Point labeling data based on photos
'''

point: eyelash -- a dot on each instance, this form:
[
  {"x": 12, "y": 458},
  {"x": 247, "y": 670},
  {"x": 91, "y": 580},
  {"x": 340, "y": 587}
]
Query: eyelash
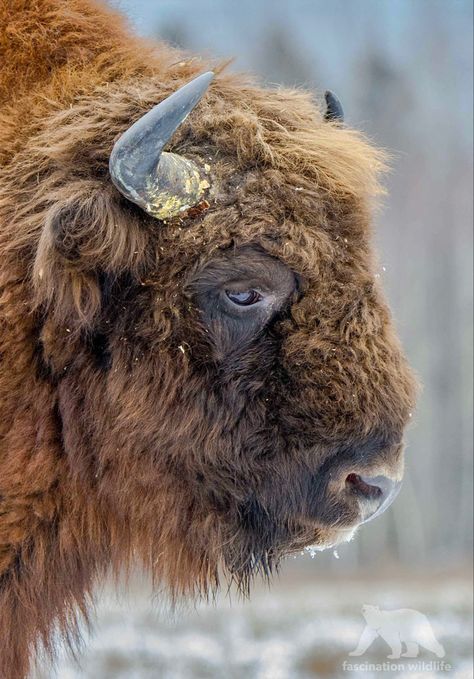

'''

## Stated goal
Print all of the lines above without any changes, and leave the pictures out.

## Result of the task
point: eyelash -- a dot on each instance, this form:
[
  {"x": 12, "y": 458},
  {"x": 247, "y": 670},
  {"x": 91, "y": 580},
  {"x": 340, "y": 587}
]
Query: eyelash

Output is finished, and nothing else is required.